Turn all of the data below into a numbered list, leaving out any blank lines.

+++ THE DATA

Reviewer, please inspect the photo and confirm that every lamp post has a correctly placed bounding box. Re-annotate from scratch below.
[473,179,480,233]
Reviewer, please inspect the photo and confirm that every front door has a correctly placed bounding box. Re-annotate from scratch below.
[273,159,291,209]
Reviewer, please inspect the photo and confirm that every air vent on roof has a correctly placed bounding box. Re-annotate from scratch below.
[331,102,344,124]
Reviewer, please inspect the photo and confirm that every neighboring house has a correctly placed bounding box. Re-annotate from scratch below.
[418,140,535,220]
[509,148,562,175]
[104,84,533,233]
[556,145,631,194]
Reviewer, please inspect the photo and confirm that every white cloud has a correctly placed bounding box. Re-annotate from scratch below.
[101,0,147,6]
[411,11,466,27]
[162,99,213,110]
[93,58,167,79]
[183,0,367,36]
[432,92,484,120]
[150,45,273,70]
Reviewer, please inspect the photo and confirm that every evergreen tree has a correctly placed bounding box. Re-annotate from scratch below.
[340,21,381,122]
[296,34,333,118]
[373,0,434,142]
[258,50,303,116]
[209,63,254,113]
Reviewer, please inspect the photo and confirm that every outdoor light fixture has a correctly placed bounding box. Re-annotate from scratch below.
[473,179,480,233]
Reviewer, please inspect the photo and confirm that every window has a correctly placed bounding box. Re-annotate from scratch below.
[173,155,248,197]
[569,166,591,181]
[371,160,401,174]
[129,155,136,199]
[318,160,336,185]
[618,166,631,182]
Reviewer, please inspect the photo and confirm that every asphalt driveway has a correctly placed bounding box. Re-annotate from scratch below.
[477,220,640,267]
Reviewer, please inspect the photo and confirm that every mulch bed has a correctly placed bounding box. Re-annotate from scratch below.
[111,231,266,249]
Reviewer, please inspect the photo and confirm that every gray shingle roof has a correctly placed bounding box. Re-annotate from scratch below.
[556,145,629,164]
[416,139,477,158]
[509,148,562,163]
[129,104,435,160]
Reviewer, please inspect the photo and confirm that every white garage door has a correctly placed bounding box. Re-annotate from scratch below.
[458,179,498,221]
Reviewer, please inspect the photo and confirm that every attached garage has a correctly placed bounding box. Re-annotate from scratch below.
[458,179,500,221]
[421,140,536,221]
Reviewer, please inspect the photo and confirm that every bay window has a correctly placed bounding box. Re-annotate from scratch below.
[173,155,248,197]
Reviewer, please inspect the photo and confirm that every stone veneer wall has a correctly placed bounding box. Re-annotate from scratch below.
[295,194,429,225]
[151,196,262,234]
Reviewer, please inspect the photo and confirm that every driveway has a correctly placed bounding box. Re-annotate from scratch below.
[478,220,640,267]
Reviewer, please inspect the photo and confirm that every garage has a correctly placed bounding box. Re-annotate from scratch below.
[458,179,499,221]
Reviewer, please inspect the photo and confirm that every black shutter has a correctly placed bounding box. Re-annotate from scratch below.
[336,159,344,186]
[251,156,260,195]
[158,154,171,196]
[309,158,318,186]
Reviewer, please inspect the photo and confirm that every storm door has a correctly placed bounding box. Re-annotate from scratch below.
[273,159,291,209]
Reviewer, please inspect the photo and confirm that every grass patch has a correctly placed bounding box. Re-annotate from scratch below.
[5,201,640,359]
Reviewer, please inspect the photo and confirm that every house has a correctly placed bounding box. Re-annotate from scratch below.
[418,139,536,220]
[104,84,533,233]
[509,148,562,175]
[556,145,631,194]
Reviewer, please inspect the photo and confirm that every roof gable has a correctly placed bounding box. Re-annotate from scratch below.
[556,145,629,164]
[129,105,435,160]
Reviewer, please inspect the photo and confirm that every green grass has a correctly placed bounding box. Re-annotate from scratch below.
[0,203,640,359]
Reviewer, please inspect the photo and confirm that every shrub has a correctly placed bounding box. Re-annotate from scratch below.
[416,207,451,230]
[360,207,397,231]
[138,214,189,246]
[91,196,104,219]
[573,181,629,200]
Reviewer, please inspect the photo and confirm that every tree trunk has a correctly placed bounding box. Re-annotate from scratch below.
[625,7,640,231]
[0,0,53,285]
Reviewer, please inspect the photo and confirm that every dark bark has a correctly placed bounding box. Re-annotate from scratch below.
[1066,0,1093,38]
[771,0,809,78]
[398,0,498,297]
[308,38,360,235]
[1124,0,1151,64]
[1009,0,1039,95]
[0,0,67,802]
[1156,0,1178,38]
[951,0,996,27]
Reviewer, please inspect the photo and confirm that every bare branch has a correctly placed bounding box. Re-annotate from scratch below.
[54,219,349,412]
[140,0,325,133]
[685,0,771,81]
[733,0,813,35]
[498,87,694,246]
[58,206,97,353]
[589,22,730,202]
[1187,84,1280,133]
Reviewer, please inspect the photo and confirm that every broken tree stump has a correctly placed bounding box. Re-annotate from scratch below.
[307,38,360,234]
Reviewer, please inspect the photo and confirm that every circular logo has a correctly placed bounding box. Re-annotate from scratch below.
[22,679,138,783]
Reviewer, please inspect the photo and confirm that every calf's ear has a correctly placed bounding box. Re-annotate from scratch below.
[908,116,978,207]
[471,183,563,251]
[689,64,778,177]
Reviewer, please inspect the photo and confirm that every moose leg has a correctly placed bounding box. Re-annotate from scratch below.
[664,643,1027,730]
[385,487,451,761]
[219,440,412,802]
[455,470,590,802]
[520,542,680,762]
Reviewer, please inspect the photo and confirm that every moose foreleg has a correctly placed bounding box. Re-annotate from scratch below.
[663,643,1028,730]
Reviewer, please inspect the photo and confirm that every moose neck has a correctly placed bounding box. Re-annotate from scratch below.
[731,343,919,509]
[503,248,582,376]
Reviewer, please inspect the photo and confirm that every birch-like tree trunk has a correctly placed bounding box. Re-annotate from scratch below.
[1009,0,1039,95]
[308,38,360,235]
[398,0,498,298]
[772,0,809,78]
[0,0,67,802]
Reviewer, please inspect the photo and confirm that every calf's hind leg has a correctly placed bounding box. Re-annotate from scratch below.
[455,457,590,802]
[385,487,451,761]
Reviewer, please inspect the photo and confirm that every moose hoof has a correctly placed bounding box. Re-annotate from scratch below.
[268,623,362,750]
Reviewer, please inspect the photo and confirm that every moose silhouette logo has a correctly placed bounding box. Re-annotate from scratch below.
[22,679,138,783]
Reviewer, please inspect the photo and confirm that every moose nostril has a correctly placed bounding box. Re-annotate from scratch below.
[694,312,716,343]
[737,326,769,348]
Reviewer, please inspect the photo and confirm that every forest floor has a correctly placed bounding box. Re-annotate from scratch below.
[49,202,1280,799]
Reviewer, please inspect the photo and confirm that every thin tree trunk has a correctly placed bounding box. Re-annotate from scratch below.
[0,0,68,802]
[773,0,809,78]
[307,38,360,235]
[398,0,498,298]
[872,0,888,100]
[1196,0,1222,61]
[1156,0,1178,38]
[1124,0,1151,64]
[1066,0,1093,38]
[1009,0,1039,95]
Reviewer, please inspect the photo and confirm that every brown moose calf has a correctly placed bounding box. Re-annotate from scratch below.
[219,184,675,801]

++++++

#### [RESULT OF THIS TASK]
1. Reviewer, please inspect the photo and confirm that every lamp post has a correctly placed bounding box. Re-annotate from scratch below.
2. [473,179,480,233]
3. Reviewer, please inspect the photo and confirm that every front door has a correctly placed bounding box. Re-annotate from scratch below.
4. [273,159,291,209]
5. Reviewer, please inspect the photo and confirm that every air vent on roof has a correctly placed bounding box. Re-annotate from scratch below.
6. [331,102,344,124]
7. Reviewer, please inspect the photo and confirm that every neighboring house has a correctly placed bounding box. Re-annotate from scratch below.
8. [418,140,535,220]
9. [509,148,562,175]
10. [104,84,533,233]
11. [556,145,631,194]
12. Reviewer, please inspect the photo and confirm that every white cloud has a correctly placed bounding box. Re-annotate from scratch below.
13. [101,0,147,6]
14. [411,11,466,27]
15. [162,99,213,110]
16. [93,58,167,79]
17. [183,0,367,36]
18. [432,92,484,120]
19. [150,45,273,70]
20. Reviewer, please inspect the photo and confirm that every evergreen tree has a correctly placed bounding box. Re-annotate from scratch below.
21. [340,21,381,122]
22. [296,34,333,118]
23. [373,0,434,142]
24. [258,50,303,116]
25. [209,63,254,113]
26. Reviewer, please inspect the photo and confirm that every outdoor light fixture has a correctly placed bounding box. Re-annotate from scratch below.
27. [473,179,480,233]
28. Reviewer, please inspect the photo and confirm that every window has a correctly placed bounding box. Re-annotate from scratch below.
29. [173,155,248,197]
30. [569,166,591,181]
31. [371,160,401,174]
32. [129,155,136,199]
33. [318,160,336,185]
34. [618,166,631,182]
35. Reviewer, please inspect the photo and confirm that every asphalt driveway has a correctly placed bounding box. Re-annotate from scratch below.
36. [477,220,640,267]
37. Reviewer, please inspect the photo and confirm that every mulch bed has a correctly placed bounding box. Re-annotate from scratch below.
38. [111,231,266,249]
39. Reviewer, please inspect the photo and confirm that every gray shingle roof has a correctly placed bounding box. Re-annotate from scratch below.
40. [556,145,629,164]
41. [416,139,477,158]
42. [509,148,562,163]
43. [129,104,435,160]
44. Reviewer, please inspect the photo and confirm that every white garage door has a correctly placed bounding box. Re-annotate from scratch below.
45. [458,179,498,221]
46. Reviewer, please inspect the photo and confirm that every attached garage has a correctly placed bounding box. Re-annotate from scratch below.
47. [458,179,500,221]
48. [421,140,536,221]
49. Reviewer, please inspect the photo and confirm that every bay window has a correctly placed bounding box. Re-annotate from scratch below.
50. [173,155,248,197]
51. Reviewer, please inspect the photo and confirm that every stone veneer wall has a correctly placed bounding box. Re-annotate from scratch below.
52. [295,194,429,225]
53. [151,196,262,234]
54. Reviewer, please inspect the photo and confirm that every driveway has a correctly placed bounding box. Re-annotate from scratch below.
55. [478,220,640,267]
56. Reviewer, please inspect the photo and confirm that every garage has a correctly placed bounding box. Re-annotate from scratch below.
57. [458,179,499,221]
58. Reviewer, please inspect the photo and confirm that every black shutter has a correctly placed bounding box. Re-annotate from scratch below.
59. [336,159,344,186]
60. [251,156,260,195]
61. [158,154,171,196]
62. [309,158,318,186]
63. Reviewer, please inspect the photo and confirm that every storm door has a correctly placed bounding box. Re-annotate from scratch below.
64. [273,159,291,209]
65. Reviewer, please inspect the photo and confirm that every grass patch has a correctly placed bounding box. Re-annotate from scratch below.
66. [5,201,640,359]
67. Reviewer, please inspect the photo and confirm that every house has a correctly placed bounding box. Re-annotate from scratch below.
68. [418,139,536,220]
69. [104,84,533,233]
70. [509,148,562,175]
71. [556,145,631,194]
72. Reviewer, please inspect the photo and confirm that every roof gable has a correctly placed bounding box. Re-annotate from scratch below.
73. [556,145,629,164]
74. [129,105,435,160]
75. Reviewer, please inspect the photo and confirm that every green grass has a correctly placed bounding box. Re-annotate from scratch below.
76. [0,203,640,359]
77. Reviewer, please inspect the photo and confirm that every shrub has a correctly placed bounding box. Re-annotate from scratch below.
78. [416,207,451,230]
79. [360,207,397,231]
80. [138,214,189,246]
81. [91,196,104,219]
82. [573,181,629,200]
83. Reviewer, please inspect the photo and confirm that every tree trunk has a correctly placed bounding box. Re-annotate from scratch below.
84. [625,7,640,231]
85. [0,0,53,285]
86. Reviewer, please inspect the photo and confirm that every dark bark has a correctly placed bounding box. Re-annotate from scratch below.
87. [1066,0,1093,38]
88. [771,0,809,78]
89. [398,0,498,297]
90. [308,38,360,235]
91. [1124,0,1151,64]
92. [1009,0,1039,95]
93. [0,0,67,802]
94. [1156,0,1178,38]
95. [951,0,996,27]
96. Reviewer, please inspect the photo and confirm that every bare branch has a correctly placed bounding box. Re-annotate from scratch below.
97. [54,219,349,412]
98. [140,0,325,133]
99. [685,0,771,81]
100. [733,0,813,35]
101. [498,87,694,246]
102. [58,206,97,353]
103. [589,22,730,202]
104. [1187,84,1280,133]
105. Reviewer, please inspect the photo and confirm that every broken tree stump has a correctly placed bounding box. Re-annotate from scratch below.
106. [307,38,360,234]
107. Reviewer, please inspect the photo and confirm that every circular logo has a correctly placed bounding box. Re-annotate from scratch below.
108. [22,679,138,783]
109. Reviewer, please inspect the photo and confirm that every calf's ear has a correctly placed bounding box. Re-annotate from scratch below.
110. [908,116,978,207]
111. [471,183,563,251]
112. [689,64,778,177]
113. Reviewer, please inspect the photo and confirm that every moose leg has a correctly placed bounding box. Re-annotate from scratch below.
114. [664,643,1027,730]
115. [385,487,451,761]
116. [219,440,412,802]
117. [455,470,590,802]
118. [520,542,680,762]
119. Reviewer, please inspect the photo and confirm that every moose foreleg has a correctly placed bounding box. Re-annotate from scratch below.
120. [663,643,1028,730]
121. Reviewer, please inspect the photo and confirm that every moose neck has a correctly placed bounding box. Re-annotate from scratch below.
122. [731,343,919,509]
123. [503,248,582,376]
124. Reviewer, please inspect the photo and confirm that every birch-like tree trunk has a correctly placed bounding box. Re-annotate from scratch below.
125. [1009,0,1039,95]
126. [308,38,360,235]
127. [398,0,498,298]
128. [772,0,809,78]
129. [0,0,67,802]
130. Reviewer, please inspect the photo and confirm that every calf's hind leg has a correctly placed bounding box. Re-annotate from scratch below.
131. [455,457,590,802]
132. [385,487,451,761]
133. Reviewer, please inspect the photo and confirm that every moose hoof has a correctly placed bounding box. Re-annotate from scratch below.
134. [268,623,362,750]
135. Reviewer, please inspect the photo and confirm that every moose silhouette logo has a correctly placed bounding box. Re-annotate from scratch below.
136. [22,679,138,783]
137. Reviewer, please inspect the photo and confirm that every moose nostril has a correctly placed bounding box. Re-annotate from scratch below.
138. [694,312,716,343]
139. [737,326,769,348]
140. Reviewer, please inspect the photo and confirm that every forest floor has a correctly placed bounding box. Re-annotate from scratch below.
141. [49,202,1280,799]
142. Reviewer, please inspect the photo and confirm that every thin tree trunk has a correctly placed bounding box. Re-annotate from scratch below.
143. [0,0,68,802]
144. [773,0,809,78]
145. [307,38,360,235]
146. [398,0,498,298]
147. [872,0,888,100]
148. [1196,0,1222,61]
149. [1156,0,1178,38]
150. [1124,0,1151,64]
151. [1066,0,1093,38]
152. [1009,0,1039,95]
153. Reviewer, please inspect the photo and confirm that every brown moose calf has a correctly placed bounding box. Re-annotate from scratch below.
154. [219,184,675,801]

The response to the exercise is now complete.